### ESTRATTO DELLA PAGINA
************
Gaza Hospital
di Marco Pasquini (2009, 84’)
Convinto che la
bellezza ci salverà, sempre e ovunque, Marco Pasquini converte ogni cosa in
una bella inquadratura. E lo fa nel luogo dove ogni esercizio formale
sembrerebbe assurdo. L’imponente Gaza Hospital di Beirut era il secondo
ospedale più importante del Libano, principale soccorso per i profughi
palestinesi, ma anche per i libanesi più poveri e gli immigrati dei paesi
confinanti. La sua architettura e la sua posizione urbanistica lo rendono
testimone centrale del massacro di Sabra e Chatila. Dopo la chiusura nel
1986, l’edificio rimane abbandonato a se stesso. Stanze di ricovero e corsie
diventano case, creando una comunità sempre più numerosa, fino a rendere il
Gaza Hospital un vero proprio campo profughi.
“A volte
raccontare non è come mostrare”, afferma uno degli intervistati. E
l’approccio di Pasquini è l’esatto contrario di quel “grado zero”, di quella
scrittura invisibile a cui tanti documentari “di guerra” ci hanno abituato.
************
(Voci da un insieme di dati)
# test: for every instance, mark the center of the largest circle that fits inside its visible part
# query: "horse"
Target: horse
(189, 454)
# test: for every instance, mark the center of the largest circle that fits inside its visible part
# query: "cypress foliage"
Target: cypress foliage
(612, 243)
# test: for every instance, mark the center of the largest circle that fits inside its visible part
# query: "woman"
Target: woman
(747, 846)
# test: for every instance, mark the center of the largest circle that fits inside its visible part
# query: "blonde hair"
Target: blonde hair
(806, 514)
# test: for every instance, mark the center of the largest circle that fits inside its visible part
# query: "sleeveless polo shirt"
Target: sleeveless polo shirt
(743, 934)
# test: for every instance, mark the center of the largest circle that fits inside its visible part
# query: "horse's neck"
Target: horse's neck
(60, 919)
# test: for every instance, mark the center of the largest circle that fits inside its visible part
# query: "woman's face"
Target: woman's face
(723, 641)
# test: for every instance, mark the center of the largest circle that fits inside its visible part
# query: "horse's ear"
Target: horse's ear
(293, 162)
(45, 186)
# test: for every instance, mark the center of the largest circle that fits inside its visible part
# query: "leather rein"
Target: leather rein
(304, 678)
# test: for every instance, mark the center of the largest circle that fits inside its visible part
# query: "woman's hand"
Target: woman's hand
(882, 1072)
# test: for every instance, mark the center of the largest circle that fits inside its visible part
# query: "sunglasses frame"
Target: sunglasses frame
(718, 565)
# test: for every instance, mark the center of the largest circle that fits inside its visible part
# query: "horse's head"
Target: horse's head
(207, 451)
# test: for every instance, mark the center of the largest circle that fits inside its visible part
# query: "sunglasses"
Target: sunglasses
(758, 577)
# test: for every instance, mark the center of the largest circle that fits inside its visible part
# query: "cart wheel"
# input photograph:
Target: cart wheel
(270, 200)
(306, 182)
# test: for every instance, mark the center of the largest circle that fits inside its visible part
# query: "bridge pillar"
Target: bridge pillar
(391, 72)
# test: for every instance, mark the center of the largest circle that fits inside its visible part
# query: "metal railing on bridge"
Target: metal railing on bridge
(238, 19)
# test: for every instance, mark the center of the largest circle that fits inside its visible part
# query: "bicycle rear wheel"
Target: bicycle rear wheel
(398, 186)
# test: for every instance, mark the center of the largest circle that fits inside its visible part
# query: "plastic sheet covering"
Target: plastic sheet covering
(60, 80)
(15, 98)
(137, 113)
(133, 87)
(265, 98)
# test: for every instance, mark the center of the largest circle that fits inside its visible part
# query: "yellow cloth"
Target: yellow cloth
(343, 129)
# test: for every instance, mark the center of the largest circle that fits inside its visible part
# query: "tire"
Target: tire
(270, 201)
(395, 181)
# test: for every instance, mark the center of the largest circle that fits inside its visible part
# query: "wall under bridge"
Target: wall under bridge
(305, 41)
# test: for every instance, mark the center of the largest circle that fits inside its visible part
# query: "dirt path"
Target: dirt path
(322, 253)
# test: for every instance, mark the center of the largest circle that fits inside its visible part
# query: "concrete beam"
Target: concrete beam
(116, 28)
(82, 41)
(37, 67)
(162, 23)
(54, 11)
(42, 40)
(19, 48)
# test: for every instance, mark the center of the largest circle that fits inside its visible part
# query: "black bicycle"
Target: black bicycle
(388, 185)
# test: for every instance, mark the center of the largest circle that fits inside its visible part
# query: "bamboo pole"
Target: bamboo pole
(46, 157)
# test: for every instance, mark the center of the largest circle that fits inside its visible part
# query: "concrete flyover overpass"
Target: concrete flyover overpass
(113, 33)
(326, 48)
************
### DESCRIZIONE DEL COMPITO
Elenca tutte le categorie di persone per cui, secondo l'estratto della pagina, il Gaza Hospital di Beirut era il principale soccorso.

### RISULTATO DEL COMPITO
- i profughi palestinesi
- i libanesi più poveri
- gli immigrati dei paesi confinanti